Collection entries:
────
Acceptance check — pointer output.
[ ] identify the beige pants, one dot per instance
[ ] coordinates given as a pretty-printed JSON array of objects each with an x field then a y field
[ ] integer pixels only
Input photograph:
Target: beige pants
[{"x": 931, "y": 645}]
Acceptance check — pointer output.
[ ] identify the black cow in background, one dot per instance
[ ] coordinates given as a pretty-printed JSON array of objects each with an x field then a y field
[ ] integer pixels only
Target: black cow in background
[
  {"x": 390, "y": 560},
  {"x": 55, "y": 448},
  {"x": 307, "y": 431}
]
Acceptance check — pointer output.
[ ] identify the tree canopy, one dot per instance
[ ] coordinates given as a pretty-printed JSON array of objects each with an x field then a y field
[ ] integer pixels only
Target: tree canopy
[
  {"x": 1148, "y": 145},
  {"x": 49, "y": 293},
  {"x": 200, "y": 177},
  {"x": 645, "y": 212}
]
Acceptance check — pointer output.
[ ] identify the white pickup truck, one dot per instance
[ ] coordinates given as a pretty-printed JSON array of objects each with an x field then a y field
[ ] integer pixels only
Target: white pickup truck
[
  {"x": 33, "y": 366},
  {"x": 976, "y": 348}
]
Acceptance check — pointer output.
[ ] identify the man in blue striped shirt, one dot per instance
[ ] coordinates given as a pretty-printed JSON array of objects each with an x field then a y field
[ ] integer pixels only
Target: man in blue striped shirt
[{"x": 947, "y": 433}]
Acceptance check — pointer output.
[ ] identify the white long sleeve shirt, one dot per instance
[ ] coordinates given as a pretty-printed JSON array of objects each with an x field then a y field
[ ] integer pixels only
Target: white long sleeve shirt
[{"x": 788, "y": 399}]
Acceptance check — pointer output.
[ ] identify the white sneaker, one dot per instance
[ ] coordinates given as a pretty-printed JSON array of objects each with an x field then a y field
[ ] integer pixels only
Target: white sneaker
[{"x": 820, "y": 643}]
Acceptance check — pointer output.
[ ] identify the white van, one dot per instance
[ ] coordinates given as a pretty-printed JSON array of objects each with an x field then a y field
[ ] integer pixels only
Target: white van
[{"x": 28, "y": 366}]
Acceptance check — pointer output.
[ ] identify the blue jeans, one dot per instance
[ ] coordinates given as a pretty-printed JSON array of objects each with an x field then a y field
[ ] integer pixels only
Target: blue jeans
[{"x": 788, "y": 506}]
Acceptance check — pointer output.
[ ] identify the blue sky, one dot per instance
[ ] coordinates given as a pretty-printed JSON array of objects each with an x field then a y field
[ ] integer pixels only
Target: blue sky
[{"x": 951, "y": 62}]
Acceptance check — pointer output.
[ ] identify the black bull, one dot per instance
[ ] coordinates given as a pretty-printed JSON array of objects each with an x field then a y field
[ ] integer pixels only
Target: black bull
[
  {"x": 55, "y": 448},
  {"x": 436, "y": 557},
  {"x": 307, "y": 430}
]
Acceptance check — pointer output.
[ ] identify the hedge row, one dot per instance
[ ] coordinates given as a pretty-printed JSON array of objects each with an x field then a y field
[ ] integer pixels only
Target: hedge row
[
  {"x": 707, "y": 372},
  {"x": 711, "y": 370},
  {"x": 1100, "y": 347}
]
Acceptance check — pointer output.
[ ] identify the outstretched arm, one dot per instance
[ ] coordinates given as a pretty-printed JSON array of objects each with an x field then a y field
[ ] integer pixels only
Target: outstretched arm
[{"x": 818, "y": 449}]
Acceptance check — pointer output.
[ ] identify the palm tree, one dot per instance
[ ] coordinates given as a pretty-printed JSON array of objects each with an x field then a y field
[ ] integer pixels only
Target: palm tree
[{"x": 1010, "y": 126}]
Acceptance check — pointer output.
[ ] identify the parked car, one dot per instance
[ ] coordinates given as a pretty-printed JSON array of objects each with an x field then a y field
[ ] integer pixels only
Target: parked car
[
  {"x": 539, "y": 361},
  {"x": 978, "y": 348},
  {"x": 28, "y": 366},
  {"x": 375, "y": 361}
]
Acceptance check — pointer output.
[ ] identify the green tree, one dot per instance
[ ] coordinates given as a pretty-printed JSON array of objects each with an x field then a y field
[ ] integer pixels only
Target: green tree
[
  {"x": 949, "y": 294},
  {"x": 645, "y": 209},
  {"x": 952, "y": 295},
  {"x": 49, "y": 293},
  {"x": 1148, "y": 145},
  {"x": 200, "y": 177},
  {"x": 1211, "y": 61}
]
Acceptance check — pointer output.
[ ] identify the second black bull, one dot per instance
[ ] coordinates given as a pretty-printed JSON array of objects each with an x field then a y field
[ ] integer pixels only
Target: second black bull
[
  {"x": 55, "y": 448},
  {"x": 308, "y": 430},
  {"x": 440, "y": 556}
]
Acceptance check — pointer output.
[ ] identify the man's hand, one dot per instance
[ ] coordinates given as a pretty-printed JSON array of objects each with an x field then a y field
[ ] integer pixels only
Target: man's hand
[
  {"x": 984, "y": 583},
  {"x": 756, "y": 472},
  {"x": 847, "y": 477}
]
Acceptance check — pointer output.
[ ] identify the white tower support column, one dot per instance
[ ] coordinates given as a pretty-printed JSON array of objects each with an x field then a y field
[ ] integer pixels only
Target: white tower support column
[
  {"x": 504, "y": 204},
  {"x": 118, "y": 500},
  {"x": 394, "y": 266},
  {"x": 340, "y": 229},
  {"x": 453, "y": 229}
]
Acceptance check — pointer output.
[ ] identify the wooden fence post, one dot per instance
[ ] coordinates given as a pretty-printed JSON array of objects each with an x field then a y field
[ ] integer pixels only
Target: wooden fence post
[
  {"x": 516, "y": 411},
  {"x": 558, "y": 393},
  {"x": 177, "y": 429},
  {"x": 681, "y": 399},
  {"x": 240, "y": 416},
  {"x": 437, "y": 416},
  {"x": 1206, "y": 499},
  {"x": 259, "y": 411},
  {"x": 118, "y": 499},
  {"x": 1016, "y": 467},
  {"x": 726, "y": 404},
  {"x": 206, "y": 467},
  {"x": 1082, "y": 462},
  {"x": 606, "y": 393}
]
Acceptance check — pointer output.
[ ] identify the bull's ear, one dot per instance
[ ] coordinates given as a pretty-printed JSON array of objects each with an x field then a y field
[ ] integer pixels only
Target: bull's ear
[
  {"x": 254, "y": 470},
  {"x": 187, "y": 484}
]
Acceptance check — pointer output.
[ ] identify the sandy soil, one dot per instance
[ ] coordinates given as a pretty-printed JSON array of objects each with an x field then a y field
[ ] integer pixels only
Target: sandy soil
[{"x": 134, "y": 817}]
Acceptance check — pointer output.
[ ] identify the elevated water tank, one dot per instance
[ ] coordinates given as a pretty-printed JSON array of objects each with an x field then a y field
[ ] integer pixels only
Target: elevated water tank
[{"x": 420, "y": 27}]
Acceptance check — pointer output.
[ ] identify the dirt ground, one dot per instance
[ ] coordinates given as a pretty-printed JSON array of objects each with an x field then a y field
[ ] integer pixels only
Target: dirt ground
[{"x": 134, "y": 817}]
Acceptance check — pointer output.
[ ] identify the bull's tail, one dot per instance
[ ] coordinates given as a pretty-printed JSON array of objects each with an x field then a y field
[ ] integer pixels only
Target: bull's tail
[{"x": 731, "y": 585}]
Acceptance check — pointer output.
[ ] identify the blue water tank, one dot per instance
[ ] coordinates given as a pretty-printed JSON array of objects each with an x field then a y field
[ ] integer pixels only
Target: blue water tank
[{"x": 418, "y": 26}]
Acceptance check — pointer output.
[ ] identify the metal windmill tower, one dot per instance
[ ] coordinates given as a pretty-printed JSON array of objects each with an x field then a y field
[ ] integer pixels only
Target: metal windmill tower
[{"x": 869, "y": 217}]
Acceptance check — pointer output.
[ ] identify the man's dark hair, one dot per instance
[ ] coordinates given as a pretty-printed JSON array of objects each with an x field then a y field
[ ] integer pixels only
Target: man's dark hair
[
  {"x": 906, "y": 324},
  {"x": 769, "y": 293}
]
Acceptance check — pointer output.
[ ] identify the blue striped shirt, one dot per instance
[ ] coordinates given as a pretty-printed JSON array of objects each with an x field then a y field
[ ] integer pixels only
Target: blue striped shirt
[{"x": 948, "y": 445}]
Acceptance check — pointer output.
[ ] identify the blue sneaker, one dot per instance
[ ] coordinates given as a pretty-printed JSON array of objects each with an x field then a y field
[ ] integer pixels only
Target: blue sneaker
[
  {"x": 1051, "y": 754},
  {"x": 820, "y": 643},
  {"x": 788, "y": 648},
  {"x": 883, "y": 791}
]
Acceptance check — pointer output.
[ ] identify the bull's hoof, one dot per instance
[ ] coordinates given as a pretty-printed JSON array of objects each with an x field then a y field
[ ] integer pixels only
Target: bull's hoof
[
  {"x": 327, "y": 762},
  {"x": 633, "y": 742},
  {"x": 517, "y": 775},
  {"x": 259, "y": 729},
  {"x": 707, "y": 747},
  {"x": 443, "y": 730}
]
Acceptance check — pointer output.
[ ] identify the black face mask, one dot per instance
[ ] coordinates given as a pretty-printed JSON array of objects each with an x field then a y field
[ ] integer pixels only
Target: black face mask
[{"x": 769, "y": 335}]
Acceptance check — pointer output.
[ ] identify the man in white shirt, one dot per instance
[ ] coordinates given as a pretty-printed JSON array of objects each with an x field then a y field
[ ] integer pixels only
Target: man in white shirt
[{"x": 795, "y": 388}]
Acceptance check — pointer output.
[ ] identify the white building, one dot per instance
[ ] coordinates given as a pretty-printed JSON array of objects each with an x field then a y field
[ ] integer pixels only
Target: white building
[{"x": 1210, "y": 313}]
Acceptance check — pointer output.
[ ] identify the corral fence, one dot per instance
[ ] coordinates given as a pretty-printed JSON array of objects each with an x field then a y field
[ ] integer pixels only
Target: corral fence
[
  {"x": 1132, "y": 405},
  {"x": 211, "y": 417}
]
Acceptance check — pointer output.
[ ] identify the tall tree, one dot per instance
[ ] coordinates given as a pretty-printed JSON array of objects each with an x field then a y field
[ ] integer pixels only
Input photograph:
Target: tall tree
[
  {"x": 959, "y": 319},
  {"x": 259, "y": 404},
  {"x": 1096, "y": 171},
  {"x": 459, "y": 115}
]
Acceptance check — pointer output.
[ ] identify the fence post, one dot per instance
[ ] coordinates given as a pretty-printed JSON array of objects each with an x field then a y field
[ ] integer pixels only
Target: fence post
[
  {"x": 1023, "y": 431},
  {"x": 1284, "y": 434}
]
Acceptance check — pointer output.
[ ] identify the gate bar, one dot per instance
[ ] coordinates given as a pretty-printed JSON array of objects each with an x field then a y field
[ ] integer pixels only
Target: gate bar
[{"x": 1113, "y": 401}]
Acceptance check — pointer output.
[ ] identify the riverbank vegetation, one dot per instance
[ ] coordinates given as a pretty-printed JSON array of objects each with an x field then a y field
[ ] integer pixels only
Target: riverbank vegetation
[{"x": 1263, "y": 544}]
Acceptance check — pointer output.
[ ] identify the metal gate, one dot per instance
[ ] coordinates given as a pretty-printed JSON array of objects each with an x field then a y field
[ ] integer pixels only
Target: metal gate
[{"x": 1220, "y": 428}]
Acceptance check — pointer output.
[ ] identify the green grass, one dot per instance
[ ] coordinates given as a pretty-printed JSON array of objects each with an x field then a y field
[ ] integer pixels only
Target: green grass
────
Report every line in the entries above that contains the string "gate", treating uppercase and lowercase as different.

[ ] identify the gate bar, one dot per instance
Target: gate bar
[ ] identify the metal gate, one dot per instance
Target: metal gate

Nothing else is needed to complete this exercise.